Pick out every line in the listing below that contains the word "black", matching its case exactly.

─── Supplied records

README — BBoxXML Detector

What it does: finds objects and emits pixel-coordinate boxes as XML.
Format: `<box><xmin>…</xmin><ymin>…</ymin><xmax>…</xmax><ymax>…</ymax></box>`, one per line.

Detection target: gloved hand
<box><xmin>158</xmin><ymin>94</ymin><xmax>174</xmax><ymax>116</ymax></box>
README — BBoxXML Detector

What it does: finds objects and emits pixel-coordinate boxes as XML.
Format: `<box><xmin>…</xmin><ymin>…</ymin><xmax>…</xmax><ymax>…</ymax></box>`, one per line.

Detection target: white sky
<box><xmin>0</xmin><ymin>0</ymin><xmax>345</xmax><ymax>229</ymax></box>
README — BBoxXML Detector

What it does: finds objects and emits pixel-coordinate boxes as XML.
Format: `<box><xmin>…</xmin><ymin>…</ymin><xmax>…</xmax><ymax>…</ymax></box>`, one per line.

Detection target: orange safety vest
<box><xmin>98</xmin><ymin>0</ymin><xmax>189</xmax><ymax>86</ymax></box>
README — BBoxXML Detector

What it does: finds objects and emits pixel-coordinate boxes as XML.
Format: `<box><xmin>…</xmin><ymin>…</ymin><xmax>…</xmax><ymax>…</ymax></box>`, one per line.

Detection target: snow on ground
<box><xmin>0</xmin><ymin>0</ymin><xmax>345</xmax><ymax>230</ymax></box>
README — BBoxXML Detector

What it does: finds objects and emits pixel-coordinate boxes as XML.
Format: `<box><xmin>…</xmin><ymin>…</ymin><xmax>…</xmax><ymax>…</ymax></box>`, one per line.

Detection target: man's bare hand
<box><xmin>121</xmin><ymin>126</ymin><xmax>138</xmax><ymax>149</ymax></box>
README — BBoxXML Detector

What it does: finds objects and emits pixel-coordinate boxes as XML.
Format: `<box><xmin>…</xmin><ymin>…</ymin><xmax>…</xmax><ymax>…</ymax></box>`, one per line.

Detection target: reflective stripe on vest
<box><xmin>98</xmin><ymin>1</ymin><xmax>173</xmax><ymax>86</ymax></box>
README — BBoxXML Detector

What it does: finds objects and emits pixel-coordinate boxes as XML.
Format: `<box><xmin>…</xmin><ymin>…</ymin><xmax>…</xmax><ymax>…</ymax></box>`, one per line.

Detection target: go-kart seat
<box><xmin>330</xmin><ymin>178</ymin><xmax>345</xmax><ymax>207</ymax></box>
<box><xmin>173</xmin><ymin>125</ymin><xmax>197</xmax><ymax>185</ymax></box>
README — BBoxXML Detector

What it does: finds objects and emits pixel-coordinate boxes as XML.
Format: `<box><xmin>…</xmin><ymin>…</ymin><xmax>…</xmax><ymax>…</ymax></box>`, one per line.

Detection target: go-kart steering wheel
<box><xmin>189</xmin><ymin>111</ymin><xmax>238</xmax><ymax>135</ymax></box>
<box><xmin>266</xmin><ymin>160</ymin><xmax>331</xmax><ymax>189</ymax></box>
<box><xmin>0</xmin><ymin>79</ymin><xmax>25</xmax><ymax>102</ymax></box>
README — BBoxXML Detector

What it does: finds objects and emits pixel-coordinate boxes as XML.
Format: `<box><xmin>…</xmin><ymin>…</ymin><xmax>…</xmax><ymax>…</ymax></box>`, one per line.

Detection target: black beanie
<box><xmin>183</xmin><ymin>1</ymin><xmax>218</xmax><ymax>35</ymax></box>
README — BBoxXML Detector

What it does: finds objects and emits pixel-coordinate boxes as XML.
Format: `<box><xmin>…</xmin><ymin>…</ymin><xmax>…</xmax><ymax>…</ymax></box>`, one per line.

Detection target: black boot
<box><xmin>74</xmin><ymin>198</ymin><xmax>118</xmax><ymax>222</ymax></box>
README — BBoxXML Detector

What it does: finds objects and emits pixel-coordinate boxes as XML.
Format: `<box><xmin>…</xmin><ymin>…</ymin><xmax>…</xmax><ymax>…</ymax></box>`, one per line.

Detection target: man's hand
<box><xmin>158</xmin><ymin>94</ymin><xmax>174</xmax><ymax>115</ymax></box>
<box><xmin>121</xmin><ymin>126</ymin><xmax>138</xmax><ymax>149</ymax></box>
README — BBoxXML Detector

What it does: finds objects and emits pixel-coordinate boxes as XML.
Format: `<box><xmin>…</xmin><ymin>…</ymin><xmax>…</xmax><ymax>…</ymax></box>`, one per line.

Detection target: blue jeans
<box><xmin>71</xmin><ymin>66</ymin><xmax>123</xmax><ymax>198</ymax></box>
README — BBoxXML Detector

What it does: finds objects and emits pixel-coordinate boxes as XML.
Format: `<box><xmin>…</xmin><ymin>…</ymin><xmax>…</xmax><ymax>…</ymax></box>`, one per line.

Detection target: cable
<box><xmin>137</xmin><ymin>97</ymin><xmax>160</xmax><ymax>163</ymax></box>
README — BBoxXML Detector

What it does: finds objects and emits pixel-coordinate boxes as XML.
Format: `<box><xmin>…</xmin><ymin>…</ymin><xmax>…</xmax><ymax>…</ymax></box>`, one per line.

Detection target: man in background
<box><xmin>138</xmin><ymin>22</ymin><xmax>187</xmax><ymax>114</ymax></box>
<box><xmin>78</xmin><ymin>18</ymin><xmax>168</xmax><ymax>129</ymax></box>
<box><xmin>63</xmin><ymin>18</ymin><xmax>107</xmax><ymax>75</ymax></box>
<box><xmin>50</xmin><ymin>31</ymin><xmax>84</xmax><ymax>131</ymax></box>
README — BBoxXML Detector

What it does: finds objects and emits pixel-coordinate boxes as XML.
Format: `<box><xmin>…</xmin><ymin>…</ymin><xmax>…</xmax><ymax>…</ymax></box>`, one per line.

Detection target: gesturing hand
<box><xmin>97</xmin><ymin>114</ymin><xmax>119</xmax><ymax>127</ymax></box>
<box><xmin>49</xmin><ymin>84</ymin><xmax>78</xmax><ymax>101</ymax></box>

──────

→ Exercise answer
Detection target: black beanie
Detection target: black boot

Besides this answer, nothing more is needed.